** START DATASET EXTRACT **
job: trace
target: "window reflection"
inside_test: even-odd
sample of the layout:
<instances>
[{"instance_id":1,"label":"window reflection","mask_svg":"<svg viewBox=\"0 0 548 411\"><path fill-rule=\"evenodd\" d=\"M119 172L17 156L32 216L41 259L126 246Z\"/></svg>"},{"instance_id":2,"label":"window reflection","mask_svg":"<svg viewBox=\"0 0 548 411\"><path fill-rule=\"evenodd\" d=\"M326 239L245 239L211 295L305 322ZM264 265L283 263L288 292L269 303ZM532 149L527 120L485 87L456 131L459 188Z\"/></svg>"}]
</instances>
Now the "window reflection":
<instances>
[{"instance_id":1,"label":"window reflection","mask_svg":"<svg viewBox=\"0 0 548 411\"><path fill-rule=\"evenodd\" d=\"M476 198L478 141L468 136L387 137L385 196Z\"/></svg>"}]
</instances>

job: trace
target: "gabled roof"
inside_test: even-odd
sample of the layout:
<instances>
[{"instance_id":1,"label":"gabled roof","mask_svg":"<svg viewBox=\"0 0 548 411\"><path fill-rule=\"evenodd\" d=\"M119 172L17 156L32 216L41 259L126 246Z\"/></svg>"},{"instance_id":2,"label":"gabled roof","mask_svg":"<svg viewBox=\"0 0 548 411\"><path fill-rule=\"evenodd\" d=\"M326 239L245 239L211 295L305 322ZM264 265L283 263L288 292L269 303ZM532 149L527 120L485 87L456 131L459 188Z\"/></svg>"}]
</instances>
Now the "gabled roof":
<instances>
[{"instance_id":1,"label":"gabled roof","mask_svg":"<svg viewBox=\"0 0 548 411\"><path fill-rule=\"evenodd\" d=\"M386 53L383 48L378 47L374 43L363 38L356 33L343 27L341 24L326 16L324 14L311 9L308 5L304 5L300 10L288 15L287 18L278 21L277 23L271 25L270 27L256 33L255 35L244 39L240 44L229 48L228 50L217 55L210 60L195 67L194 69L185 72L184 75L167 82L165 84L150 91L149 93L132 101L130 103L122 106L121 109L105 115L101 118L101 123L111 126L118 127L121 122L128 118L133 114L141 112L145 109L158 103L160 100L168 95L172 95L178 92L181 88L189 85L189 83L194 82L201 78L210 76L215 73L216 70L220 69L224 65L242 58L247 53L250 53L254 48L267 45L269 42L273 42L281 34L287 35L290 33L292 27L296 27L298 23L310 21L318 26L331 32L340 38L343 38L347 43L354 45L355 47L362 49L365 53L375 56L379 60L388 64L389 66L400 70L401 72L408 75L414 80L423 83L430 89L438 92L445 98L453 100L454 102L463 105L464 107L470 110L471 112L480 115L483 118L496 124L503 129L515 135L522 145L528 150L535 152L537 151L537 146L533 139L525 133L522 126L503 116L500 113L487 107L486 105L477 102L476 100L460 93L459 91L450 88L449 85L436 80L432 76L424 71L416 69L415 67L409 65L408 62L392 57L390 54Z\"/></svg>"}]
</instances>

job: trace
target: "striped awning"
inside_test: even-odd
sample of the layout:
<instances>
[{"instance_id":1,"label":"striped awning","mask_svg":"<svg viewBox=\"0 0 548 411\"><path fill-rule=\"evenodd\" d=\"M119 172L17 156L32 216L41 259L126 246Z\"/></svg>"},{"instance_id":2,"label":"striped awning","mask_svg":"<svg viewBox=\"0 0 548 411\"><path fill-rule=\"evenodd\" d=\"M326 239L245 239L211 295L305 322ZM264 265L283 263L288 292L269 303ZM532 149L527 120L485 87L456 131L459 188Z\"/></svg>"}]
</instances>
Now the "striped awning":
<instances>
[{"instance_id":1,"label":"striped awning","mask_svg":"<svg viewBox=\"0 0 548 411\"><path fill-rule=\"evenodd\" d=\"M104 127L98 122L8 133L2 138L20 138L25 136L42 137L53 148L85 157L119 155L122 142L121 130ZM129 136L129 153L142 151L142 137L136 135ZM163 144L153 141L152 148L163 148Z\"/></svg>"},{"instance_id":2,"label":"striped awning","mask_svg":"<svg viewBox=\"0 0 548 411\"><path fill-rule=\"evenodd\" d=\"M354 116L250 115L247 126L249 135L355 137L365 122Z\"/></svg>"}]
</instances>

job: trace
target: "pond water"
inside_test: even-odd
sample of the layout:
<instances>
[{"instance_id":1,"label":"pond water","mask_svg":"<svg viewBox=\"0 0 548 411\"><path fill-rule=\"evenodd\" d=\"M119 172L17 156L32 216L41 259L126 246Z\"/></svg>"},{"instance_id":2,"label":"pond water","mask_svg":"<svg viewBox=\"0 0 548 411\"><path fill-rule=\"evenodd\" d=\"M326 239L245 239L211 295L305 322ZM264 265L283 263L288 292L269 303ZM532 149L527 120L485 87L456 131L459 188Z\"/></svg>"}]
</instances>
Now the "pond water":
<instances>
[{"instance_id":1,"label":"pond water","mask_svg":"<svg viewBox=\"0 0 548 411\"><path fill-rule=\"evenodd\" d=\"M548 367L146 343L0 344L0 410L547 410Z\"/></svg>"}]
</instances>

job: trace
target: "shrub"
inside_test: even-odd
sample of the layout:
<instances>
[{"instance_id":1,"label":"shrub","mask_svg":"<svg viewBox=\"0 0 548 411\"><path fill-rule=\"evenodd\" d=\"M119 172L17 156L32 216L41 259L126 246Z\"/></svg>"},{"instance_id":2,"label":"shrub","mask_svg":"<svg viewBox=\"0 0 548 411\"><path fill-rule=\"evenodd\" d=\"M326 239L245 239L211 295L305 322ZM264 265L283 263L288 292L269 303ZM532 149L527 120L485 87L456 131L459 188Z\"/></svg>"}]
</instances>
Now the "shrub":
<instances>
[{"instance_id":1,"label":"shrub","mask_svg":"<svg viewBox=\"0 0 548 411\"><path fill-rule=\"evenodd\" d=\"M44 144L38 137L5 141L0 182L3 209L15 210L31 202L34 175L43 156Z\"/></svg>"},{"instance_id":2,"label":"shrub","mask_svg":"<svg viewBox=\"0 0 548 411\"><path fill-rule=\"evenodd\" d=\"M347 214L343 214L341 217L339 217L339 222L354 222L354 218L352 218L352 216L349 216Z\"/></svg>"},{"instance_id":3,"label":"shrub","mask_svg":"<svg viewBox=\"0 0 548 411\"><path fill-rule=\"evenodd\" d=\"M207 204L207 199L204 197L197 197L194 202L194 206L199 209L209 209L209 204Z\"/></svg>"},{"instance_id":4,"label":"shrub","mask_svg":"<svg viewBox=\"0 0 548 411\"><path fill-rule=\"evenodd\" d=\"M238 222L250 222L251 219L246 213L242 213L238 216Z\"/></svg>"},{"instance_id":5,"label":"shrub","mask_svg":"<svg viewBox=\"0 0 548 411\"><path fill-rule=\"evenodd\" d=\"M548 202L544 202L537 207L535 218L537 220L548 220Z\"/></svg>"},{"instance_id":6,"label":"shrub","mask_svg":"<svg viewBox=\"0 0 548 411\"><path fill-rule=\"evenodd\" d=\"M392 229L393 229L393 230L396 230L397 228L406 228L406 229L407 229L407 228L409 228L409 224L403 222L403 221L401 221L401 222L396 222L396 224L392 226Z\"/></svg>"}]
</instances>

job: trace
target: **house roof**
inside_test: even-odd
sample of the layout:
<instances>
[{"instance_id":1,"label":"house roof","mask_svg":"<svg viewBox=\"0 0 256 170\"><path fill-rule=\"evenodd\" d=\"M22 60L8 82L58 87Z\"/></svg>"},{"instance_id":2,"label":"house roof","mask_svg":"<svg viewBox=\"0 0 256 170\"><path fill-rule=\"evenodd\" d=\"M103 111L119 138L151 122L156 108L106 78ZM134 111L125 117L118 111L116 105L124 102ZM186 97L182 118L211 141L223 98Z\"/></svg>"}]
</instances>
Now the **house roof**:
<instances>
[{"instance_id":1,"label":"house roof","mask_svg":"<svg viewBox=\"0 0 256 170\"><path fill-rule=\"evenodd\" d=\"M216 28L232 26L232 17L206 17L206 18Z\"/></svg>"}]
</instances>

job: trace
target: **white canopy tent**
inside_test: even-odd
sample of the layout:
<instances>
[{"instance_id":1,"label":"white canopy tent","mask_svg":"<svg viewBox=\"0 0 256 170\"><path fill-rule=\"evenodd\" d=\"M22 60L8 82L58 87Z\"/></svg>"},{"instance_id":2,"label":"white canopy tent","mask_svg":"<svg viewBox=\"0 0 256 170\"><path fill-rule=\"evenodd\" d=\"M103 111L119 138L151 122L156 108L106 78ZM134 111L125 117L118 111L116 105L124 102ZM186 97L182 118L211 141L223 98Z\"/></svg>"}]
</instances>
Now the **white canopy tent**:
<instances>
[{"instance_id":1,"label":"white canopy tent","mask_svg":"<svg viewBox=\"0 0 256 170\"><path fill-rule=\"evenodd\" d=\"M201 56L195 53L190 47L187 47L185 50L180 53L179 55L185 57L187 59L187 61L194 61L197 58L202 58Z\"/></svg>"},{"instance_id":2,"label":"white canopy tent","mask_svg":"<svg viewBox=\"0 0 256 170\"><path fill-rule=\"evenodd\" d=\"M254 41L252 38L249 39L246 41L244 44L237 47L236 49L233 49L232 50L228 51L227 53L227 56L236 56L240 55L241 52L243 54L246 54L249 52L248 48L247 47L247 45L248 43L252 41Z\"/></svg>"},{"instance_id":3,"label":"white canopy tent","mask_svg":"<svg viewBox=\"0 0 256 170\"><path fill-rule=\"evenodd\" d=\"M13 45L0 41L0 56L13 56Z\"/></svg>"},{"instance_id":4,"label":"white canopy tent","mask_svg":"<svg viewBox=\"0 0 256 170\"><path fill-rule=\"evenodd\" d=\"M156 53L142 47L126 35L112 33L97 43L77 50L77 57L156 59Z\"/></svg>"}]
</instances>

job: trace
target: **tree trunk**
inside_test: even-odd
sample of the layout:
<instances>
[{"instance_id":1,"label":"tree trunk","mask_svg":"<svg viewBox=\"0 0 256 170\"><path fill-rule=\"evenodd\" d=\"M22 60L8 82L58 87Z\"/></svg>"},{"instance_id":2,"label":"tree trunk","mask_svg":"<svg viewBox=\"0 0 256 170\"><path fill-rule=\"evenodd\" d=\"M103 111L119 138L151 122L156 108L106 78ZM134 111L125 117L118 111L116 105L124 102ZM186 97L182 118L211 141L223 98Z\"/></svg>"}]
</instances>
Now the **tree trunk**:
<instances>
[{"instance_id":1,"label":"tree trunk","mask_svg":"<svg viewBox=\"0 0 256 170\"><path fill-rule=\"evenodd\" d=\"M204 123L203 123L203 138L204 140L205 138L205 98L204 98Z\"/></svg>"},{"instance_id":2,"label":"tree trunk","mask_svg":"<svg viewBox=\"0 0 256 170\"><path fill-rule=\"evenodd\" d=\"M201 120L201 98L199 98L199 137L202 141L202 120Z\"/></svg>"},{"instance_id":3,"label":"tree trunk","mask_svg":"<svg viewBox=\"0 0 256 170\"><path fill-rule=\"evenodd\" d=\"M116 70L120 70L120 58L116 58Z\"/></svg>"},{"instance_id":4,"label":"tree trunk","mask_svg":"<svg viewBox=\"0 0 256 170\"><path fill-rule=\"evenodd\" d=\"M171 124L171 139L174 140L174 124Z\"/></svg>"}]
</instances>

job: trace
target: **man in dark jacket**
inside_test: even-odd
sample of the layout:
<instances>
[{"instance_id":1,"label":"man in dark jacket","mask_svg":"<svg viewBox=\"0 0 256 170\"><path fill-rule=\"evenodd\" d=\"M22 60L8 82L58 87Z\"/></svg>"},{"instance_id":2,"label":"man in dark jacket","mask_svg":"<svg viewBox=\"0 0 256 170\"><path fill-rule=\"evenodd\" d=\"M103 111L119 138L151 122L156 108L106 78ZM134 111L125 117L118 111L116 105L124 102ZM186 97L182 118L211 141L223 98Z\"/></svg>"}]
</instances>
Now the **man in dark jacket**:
** END DATASET EXTRACT **
Pull out every line of the records that contains the string "target" and list those lines.

RESULT:
target: "window reflection"
target: "gabled roof"
target: "striped awning"
target: "pond water"
target: "shrub"
target: **house roof**
target: **white canopy tent**
target: **tree trunk**
target: **man in dark jacket**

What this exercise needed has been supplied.